** start of Dataset content **

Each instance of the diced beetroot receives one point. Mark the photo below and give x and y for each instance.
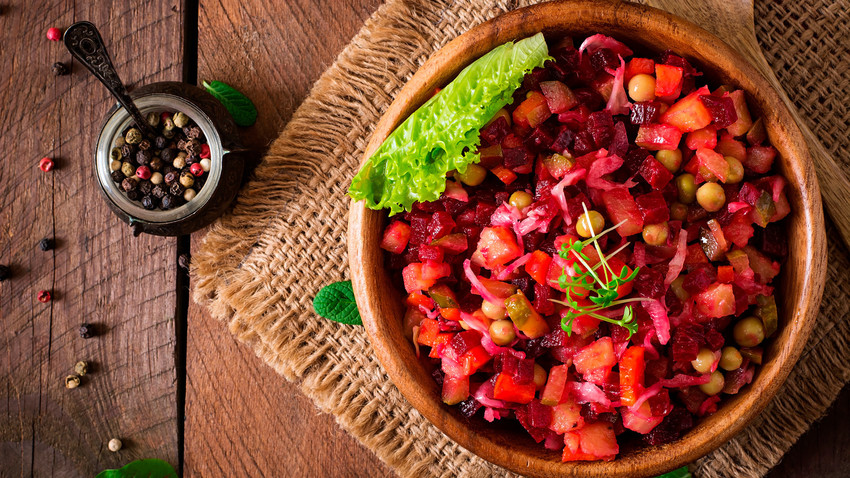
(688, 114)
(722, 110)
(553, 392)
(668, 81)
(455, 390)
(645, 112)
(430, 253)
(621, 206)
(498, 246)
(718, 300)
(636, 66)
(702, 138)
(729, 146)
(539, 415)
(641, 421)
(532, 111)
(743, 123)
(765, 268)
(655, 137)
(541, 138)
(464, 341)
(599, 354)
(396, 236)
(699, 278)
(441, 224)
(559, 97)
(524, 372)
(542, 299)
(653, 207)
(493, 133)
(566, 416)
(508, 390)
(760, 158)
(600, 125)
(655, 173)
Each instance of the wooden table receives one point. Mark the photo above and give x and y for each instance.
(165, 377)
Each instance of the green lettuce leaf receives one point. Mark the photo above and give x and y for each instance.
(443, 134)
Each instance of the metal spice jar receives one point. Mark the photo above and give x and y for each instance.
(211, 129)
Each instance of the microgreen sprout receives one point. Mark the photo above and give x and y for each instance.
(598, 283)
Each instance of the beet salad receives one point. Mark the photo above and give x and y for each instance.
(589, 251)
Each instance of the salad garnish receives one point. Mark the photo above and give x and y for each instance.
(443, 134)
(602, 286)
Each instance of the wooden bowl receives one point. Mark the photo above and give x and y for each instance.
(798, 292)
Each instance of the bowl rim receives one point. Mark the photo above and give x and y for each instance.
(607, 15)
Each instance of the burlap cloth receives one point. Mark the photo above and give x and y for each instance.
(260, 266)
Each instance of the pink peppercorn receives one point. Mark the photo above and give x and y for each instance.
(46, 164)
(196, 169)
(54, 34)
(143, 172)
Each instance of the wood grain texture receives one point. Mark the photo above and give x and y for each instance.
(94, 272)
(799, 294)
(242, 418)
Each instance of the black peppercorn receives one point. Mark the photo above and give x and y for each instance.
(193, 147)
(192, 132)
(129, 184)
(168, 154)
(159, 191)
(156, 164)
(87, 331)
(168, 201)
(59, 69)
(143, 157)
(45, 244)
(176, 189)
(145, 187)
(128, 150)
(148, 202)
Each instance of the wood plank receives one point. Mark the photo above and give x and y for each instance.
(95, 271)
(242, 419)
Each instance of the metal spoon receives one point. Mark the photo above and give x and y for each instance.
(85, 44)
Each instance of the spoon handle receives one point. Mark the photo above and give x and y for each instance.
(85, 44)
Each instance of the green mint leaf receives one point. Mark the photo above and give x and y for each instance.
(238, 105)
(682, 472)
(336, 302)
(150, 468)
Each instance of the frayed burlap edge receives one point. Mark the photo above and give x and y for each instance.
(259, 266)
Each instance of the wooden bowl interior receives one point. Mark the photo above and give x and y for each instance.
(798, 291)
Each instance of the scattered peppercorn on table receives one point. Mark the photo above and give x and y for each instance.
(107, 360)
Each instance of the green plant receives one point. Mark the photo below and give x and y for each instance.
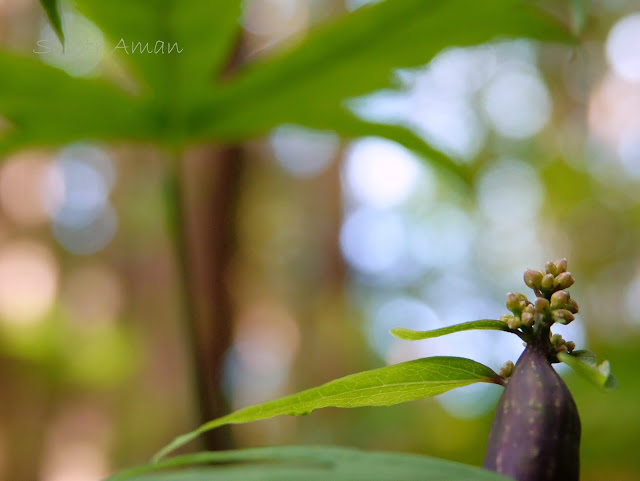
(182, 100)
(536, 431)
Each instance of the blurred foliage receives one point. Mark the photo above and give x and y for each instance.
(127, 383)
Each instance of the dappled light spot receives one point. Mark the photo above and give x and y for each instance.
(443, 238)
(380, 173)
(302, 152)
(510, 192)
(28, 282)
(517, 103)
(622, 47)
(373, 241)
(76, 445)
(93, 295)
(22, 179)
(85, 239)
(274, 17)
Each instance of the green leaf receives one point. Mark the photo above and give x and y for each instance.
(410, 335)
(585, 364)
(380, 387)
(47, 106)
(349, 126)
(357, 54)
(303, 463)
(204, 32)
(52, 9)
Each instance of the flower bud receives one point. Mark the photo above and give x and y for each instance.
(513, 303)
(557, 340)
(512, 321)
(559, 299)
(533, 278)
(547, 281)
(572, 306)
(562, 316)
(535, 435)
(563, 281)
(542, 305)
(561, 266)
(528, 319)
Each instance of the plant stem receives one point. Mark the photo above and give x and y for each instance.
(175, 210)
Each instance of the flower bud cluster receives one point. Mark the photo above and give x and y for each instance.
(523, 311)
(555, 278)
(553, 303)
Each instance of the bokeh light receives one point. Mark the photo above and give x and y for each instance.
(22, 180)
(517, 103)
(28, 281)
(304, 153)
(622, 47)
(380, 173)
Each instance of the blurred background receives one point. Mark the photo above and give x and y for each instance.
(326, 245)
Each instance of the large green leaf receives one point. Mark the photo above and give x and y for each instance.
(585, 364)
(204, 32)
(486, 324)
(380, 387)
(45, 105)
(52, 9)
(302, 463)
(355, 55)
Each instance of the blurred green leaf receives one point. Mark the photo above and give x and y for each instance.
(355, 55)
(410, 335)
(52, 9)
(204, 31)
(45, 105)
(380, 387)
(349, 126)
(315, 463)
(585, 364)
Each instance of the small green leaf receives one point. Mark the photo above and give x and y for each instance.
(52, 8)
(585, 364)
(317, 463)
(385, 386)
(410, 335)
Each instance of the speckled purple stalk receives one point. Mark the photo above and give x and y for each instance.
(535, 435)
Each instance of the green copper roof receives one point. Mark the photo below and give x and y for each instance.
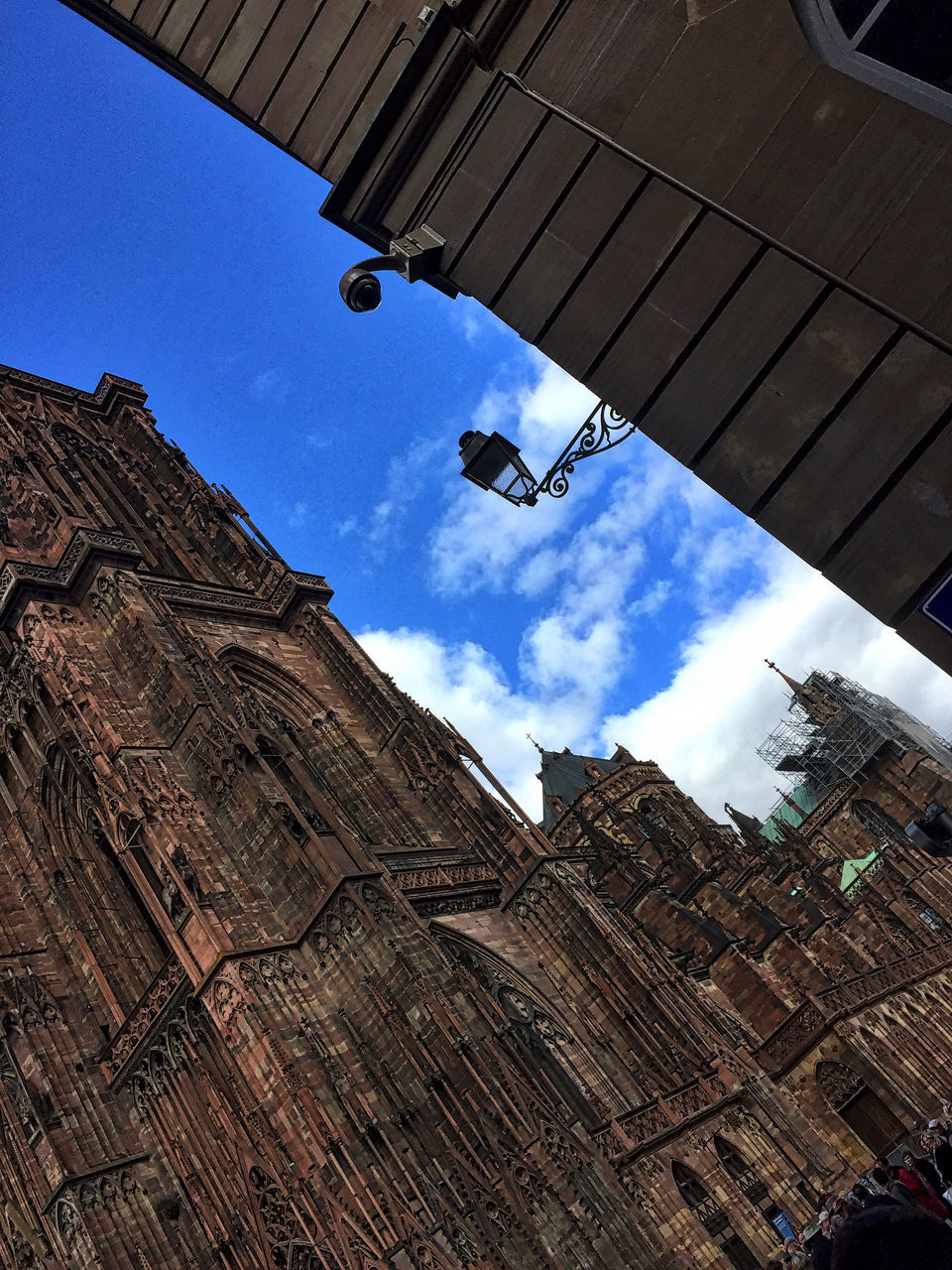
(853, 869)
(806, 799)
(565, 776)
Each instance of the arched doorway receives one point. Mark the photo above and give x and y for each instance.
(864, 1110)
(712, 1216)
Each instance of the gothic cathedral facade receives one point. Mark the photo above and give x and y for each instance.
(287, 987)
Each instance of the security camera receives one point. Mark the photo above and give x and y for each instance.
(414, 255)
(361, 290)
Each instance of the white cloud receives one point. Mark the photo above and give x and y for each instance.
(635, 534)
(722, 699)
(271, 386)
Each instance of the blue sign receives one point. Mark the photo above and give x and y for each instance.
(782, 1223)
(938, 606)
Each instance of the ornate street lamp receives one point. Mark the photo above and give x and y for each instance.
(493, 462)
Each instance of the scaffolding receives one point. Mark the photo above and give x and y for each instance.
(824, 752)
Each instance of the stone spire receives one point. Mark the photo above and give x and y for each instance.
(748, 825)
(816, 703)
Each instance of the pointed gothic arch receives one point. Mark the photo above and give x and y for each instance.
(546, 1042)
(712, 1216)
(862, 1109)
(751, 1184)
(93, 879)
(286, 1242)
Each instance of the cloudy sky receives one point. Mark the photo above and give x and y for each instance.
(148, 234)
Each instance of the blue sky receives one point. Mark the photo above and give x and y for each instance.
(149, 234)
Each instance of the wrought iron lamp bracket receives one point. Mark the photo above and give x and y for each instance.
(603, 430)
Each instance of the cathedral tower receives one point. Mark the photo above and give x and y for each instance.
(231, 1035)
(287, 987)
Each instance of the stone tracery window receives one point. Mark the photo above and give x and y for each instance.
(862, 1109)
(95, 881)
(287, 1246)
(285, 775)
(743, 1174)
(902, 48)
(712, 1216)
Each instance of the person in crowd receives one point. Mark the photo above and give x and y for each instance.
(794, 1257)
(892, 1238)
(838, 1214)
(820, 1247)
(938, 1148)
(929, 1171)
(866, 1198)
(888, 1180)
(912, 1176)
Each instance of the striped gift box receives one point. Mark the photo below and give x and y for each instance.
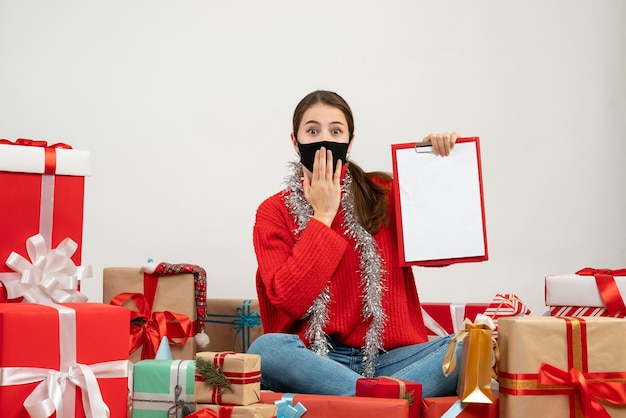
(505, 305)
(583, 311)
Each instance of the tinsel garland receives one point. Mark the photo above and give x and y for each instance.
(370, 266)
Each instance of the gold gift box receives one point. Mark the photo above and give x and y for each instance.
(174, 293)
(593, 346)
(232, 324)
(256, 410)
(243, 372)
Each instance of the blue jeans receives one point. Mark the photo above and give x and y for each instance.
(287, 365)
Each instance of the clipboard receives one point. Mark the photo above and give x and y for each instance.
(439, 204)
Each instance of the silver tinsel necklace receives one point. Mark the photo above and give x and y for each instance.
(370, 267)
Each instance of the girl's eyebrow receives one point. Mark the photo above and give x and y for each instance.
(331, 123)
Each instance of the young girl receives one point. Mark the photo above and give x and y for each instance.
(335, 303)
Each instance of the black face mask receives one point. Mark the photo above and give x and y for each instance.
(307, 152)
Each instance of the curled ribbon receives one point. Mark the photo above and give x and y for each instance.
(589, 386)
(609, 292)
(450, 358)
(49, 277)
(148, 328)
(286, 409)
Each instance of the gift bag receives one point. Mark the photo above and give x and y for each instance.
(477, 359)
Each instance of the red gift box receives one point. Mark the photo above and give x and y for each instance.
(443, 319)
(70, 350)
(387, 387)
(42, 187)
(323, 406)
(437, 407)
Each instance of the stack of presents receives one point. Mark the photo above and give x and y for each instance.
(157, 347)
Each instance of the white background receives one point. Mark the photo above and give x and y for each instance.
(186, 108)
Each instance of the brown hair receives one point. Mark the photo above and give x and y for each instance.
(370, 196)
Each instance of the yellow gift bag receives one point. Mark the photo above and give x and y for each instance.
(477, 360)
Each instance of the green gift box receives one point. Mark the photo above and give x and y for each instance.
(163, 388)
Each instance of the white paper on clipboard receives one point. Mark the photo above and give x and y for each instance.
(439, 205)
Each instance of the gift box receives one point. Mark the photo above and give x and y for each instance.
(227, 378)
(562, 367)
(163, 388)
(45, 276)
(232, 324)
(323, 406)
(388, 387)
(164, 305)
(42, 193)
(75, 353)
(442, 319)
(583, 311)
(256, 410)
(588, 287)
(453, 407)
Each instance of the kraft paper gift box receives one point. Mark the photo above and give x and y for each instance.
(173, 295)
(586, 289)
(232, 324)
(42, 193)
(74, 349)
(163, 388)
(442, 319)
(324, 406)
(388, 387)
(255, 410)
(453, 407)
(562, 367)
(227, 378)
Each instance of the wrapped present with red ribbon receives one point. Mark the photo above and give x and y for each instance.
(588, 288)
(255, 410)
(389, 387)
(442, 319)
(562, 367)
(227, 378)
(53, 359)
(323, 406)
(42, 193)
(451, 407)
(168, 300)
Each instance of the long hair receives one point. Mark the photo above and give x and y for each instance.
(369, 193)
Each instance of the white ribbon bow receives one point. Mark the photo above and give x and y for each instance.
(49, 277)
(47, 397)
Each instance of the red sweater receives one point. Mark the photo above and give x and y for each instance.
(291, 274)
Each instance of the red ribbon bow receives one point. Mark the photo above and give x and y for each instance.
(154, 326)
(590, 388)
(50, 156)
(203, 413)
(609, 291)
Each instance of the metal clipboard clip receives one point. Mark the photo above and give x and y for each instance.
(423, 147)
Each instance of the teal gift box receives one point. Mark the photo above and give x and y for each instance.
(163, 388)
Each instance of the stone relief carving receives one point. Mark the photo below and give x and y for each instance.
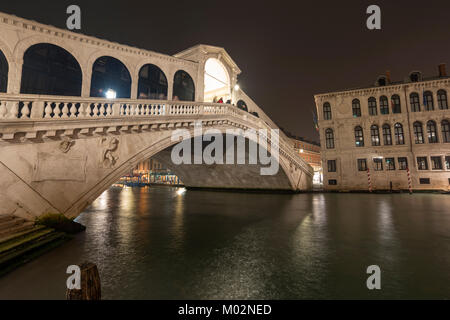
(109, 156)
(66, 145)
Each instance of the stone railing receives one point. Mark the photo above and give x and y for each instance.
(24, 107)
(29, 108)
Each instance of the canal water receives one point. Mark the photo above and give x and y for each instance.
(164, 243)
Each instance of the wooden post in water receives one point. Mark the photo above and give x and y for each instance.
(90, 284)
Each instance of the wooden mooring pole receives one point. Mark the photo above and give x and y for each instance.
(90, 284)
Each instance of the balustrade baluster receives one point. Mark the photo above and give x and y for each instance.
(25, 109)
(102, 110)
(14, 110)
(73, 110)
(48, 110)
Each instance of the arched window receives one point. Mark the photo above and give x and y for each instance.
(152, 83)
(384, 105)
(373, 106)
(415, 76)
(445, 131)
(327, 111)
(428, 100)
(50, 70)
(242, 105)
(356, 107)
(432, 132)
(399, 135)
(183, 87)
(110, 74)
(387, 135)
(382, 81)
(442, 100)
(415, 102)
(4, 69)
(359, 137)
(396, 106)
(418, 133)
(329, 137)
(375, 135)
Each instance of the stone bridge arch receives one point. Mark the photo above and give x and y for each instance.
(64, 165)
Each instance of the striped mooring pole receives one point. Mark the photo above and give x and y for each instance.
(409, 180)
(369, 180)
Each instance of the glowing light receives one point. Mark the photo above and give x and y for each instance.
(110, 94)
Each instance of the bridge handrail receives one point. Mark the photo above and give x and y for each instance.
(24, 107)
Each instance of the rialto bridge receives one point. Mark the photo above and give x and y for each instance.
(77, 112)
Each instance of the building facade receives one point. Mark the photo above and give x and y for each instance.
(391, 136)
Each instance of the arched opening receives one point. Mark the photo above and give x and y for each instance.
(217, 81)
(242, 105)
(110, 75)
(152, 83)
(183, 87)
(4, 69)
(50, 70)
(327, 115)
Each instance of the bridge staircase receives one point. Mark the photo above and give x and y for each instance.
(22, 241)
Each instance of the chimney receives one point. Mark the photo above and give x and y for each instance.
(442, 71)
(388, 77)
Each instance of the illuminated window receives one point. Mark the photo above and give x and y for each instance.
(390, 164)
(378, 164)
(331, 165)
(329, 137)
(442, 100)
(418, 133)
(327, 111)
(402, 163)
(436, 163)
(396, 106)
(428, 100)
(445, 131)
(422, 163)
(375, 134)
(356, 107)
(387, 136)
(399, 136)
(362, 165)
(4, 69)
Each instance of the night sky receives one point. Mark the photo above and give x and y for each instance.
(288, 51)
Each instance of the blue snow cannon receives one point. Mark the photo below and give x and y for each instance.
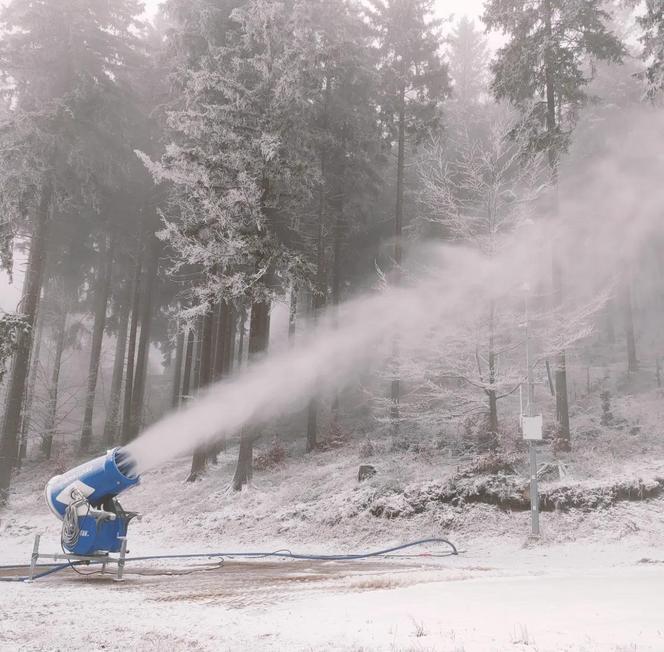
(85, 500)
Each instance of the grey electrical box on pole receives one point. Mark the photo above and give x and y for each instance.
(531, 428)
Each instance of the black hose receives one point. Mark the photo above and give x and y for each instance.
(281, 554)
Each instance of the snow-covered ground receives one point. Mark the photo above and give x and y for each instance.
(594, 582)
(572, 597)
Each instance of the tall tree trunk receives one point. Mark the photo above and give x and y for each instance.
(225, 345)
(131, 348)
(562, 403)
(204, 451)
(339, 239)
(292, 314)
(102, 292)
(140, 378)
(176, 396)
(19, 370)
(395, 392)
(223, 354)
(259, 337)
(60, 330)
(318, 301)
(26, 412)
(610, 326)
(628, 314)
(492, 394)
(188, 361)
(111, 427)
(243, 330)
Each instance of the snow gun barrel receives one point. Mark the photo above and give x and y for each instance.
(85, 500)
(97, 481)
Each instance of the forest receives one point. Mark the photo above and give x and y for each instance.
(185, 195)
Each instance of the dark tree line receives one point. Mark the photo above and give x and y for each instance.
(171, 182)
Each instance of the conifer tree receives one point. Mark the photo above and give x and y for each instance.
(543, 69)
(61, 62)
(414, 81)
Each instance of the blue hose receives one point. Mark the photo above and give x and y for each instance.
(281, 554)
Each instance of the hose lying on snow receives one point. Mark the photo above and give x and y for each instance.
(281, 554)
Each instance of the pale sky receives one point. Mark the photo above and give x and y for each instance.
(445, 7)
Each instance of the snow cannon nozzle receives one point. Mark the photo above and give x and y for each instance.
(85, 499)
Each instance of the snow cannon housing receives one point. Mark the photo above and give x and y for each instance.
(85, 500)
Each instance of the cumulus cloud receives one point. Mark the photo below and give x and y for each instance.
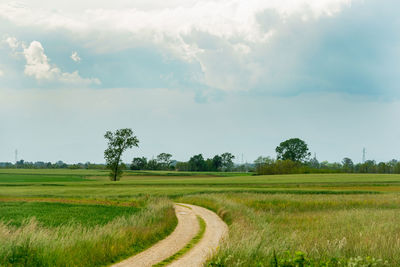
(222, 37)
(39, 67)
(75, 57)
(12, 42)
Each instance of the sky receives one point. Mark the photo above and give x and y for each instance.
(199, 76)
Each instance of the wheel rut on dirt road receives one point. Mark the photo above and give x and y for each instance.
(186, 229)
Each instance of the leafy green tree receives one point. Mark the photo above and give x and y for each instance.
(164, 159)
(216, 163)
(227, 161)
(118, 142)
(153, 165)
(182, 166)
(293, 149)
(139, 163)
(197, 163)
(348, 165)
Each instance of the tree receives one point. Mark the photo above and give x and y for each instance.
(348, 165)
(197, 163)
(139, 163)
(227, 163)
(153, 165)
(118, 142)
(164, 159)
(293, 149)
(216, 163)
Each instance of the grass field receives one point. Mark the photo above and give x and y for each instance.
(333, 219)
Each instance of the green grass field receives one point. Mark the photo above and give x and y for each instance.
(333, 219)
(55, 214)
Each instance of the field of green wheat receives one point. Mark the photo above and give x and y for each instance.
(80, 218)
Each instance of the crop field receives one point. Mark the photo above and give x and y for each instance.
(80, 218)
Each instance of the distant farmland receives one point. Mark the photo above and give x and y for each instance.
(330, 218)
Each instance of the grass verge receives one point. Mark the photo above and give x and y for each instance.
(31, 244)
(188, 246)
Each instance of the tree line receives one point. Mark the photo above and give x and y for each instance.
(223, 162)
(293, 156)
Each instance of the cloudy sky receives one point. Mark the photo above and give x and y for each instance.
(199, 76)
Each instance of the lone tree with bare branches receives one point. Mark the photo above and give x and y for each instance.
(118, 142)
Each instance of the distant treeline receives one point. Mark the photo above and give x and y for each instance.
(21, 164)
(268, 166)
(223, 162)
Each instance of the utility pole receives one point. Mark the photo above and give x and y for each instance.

** end of Dataset content **

• Exercise prompt
Reproduce the final stretch of the data above: every line from the one holding "Each instance of the tree line" through the end, inclusive, exactly as written and nothing else.

• Written reply
Each instance of the tree line receives one point. Mark the photo above and give x and y for each instance.
(223, 162)
(293, 156)
Each instance of the cloudy sky receives one point. Mark the photo above and give x and y for each instance.
(199, 76)
Each instance of the lone tree with bare branches receives one point. Mark the photo above and give x and y for each instance.
(118, 142)
Each instance of the distant treeline receives one point. Mark the photo above and give x and y for each instance.
(21, 164)
(268, 166)
(223, 162)
Each instance of the utility pole receives one point. Mark the photo above and give x and y for each instance.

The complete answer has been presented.